GOALS
1. Rewrite the Corosync post, beginning at the words "Mon Sep 11 07:31:31" and stopping after "getting bogged down.", with "partition" replaced by "volume" wherever it occurs.
2. Write the next part of the Corosync post, continuing from where it stops.
━━━━━ TEXT PASSAGE ━━━━━
[CentOS] Corosync on a home network

Mon Sep 11 07:31:31 UTC 2017
Digimer <lists at alteeve.ca>

On 2017-09-10 08:33 AM, J Martin Rushton wrote:
> I've been trying to build a model cluster using three virtual machines
> on my home server.  Each VM boots off its own dedicated partition
> (CentOS 7.3).  One partition is designated to be the common /home
> partition for the VMs, (on the real machine it will mount as /cluster).
> I'm intending to run GFS2 on the shared partition, so I need to
> configure DLM and corosync.  That's where I'm getting bogged down.
> 
> The VMs and the real machine are bridged onto one ethernet.  There is
> another ethernet in the main machine on a different network, but that is
> not used for clustering.  The ethernet port is connected to a switch
> which in turn connects to a BT Home Hub 6.  All four adresses are
> static, Network Manager is off, ssh works across the nodes without a
> password and ping gives sensible times.
━━━━━ EXTRACTED DATA ━━━━━
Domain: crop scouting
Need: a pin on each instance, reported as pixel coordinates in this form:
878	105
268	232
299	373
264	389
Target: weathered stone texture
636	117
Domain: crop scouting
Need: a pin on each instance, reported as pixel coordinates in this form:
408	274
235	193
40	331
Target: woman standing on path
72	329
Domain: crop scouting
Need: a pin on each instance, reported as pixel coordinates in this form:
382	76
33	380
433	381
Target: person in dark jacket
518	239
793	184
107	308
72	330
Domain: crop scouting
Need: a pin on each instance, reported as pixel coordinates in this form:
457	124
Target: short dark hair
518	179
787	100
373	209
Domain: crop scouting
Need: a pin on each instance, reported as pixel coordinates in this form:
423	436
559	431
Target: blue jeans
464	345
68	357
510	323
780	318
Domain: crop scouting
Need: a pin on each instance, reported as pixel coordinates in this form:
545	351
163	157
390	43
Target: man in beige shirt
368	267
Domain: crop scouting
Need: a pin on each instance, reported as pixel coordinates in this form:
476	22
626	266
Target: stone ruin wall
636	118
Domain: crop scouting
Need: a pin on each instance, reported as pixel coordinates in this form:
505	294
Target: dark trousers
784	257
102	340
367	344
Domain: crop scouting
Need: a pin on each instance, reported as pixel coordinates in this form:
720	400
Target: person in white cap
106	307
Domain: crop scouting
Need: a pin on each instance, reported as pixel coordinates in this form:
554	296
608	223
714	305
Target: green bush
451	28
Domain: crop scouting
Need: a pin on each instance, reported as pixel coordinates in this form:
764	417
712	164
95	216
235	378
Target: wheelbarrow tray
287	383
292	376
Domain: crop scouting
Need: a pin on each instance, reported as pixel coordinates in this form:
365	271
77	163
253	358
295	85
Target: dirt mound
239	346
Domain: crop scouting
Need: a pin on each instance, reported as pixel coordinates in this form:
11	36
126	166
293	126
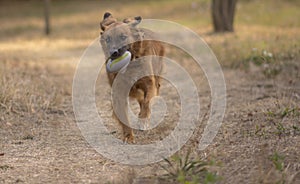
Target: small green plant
265	60
278	161
189	171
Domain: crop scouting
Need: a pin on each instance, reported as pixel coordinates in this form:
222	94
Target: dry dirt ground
40	142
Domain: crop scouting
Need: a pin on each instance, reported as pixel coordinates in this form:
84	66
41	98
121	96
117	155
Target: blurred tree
47	16
223	15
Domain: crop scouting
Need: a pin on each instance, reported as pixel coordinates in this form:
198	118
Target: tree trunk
223	15
47	16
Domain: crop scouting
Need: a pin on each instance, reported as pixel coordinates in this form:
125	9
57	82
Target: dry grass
38	134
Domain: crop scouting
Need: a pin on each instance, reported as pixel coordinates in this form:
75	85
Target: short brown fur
147	87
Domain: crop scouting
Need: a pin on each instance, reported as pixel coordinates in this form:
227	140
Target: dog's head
116	36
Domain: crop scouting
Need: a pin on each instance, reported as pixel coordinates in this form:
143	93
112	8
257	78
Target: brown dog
117	38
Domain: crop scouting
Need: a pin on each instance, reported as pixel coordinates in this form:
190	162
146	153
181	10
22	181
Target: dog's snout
114	53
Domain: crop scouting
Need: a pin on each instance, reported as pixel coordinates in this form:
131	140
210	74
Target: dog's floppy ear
133	22
107	21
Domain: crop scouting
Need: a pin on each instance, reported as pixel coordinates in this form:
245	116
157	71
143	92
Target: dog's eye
123	37
107	40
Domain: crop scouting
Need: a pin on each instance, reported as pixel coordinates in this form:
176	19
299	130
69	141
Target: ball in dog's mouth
118	64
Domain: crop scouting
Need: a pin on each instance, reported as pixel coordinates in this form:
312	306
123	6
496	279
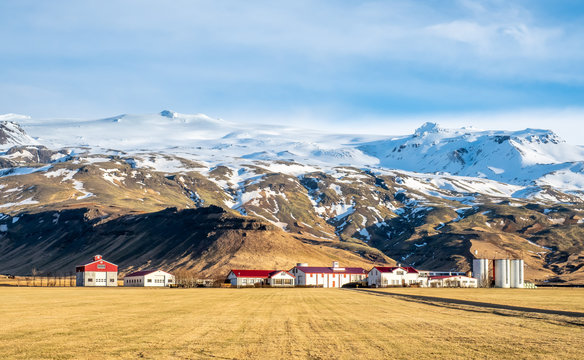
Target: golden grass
130	323
565	299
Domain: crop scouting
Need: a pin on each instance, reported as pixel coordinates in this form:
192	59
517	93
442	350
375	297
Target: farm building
334	276
452	281
382	276
97	273
279	278
149	278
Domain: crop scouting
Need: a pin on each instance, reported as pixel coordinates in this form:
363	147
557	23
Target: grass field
130	323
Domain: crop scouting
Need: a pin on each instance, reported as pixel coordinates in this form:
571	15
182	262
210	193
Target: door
100	278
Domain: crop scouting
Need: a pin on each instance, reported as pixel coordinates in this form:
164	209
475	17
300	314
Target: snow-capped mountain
11	134
529	157
425	199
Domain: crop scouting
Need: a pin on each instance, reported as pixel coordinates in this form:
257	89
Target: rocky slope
314	197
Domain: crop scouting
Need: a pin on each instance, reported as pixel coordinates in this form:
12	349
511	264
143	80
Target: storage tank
517	273
480	270
502	273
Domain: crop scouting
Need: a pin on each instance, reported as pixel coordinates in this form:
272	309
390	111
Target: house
383	276
149	278
452	281
97	273
277	278
334	276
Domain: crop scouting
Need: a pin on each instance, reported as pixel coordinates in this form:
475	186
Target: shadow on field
477	305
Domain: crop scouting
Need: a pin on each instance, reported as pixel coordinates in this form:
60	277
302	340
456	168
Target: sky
361	66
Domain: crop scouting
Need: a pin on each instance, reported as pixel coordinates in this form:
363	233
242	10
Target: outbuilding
99	272
276	278
452	281
328	277
384	276
149	278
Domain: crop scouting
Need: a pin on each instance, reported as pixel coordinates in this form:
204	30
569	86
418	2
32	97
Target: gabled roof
145	272
274	273
449	276
386	269
97	261
330	270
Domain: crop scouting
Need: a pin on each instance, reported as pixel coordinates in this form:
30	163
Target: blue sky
365	65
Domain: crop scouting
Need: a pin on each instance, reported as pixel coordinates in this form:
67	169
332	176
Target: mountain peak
12	134
168	113
428	127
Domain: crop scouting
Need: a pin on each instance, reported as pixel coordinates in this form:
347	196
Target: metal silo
517	273
502	273
480	270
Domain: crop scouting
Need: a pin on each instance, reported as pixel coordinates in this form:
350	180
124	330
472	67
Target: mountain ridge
316	186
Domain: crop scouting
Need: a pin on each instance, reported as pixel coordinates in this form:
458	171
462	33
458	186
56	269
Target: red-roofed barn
97	273
149	278
319	276
279	278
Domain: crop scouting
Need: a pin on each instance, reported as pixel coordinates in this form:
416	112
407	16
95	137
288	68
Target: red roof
265	274
447	277
99	265
408	269
143	273
330	270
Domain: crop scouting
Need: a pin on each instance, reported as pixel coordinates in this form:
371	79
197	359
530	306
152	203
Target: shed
149	278
99	272
278	278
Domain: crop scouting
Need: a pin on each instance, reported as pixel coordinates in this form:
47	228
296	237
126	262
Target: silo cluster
507	273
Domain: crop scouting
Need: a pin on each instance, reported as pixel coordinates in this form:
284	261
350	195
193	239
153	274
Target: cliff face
208	241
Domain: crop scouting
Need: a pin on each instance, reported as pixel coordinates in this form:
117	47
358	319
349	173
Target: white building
452	281
276	278
383	276
332	277
149	278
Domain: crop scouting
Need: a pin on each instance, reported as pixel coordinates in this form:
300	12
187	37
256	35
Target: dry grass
130	323
565	299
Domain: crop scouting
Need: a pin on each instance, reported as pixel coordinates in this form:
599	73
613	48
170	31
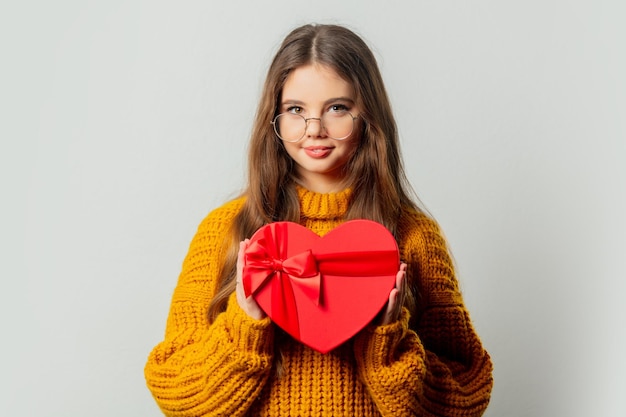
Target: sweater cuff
248	334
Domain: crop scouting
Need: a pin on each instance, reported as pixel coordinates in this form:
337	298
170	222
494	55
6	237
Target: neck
322	184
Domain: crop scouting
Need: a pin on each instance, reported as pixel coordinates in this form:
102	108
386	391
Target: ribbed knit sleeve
201	369
430	362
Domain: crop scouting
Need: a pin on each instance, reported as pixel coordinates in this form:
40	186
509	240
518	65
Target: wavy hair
375	172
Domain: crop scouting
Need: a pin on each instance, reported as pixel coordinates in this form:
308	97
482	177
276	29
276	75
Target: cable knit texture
428	363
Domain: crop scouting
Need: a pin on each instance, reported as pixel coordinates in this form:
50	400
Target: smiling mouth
318	151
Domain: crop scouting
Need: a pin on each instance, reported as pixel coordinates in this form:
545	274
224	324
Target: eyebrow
330	100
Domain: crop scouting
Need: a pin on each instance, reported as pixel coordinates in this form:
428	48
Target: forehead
315	83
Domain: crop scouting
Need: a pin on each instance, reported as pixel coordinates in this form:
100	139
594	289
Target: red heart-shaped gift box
321	290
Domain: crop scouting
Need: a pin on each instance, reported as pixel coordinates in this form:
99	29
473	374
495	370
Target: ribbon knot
277	265
268	263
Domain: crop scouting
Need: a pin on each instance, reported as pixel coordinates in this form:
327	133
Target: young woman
324	150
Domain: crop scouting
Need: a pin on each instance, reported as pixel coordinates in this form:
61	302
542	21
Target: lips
318	151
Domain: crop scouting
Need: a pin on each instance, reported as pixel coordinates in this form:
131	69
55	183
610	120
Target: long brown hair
374	173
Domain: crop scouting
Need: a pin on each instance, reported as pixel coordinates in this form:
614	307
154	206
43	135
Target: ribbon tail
284	307
310	286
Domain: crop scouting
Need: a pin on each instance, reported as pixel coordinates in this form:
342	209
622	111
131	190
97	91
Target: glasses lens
292	127
338	124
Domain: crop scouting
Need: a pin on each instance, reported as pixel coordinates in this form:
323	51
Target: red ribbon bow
266	261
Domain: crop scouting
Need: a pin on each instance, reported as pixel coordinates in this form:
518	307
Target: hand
396	298
248	305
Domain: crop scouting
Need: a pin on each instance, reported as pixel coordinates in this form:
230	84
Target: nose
314	127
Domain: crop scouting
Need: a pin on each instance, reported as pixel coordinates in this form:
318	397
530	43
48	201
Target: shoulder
425	250
220	218
417	229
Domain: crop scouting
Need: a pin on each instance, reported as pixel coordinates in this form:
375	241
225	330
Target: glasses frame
306	126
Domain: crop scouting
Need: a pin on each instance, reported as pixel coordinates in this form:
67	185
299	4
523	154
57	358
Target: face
313	91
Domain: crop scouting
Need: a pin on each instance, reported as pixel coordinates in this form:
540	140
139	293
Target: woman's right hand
247	304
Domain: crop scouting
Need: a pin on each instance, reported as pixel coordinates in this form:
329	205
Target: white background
124	122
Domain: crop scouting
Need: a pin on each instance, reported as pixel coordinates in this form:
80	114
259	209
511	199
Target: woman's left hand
396	298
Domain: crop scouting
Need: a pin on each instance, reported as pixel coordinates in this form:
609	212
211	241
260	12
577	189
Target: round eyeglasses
291	127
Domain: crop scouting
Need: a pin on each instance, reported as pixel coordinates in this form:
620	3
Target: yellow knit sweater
434	366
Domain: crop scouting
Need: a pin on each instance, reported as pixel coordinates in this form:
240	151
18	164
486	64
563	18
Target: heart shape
321	290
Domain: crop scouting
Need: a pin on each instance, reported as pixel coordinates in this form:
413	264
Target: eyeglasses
291	127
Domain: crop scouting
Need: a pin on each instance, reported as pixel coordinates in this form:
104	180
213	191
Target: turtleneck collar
323	206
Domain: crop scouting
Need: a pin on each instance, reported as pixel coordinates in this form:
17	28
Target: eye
293	110
338	108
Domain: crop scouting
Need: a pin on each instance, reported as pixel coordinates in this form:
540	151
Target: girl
324	149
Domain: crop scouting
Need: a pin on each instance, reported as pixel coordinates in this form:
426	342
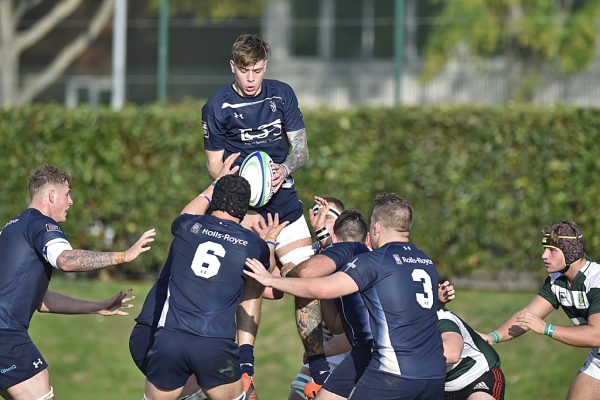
━━━━━
RESPONSES TO THE TASKS
1.
Mon Sep 11 07:31:31 UTC 2017
Digimer <lists at alteeve.ca>

On 2017-09-10 08:33 AM, J Martin Rushton wrote:
> I've been trying to build a model cluster using three virtual machines
> on my home server.  Each VM boots off its own dedicated volume
> (CentOS 7.3).  One volume is designated to be the common /home
> volume for the VMs, (on the real machine it will mount as /cluster).
> I'm intending to run GFS2 on the shared volume, so I need to
> configure DLM and corosync.  That's where I'm getting bogged down.

2.
> 
> --------------%<-------------------
> # brctl show
> bridge name	bridge id	STP enabled	interfaces
> br3		XXXXXXXXX	no		enp3s0
> 						vnet0
> 						vnet1
> 						vnet2
> virbr0		XXXXXXXXX	yes		virbr0-nic
> --------------%<-------------------
> 
> When I start corosync each node starts up but does not see the others.
> For instance I see:
> 
> --------------%<----------------------
> # corosync-quorumtool
> Quorum information
> ------------------
> Date:             Sun Sep 10 12:56:56 2017
> Quorum provider:  corosync_votequorum
> Nodes:            1
> Node ID:          3
> Ring ID:          3/28648
> Quorate:          No
> 
> Votequorum information
> ----------------------
> Expected votes:   4
> Highest expected: 4
> Total votes:      1
> Quorum:           3 Activity blocked
> Flags:
> 
> Membership information
> ----------------------
>     Nodeid      Votes Name
>          3          1 192.168.1.52 (local)
> ----------------%<-------------------
> 
> All four nodes are similar, but with different node IDs, IP addresses
> and Ring IDs.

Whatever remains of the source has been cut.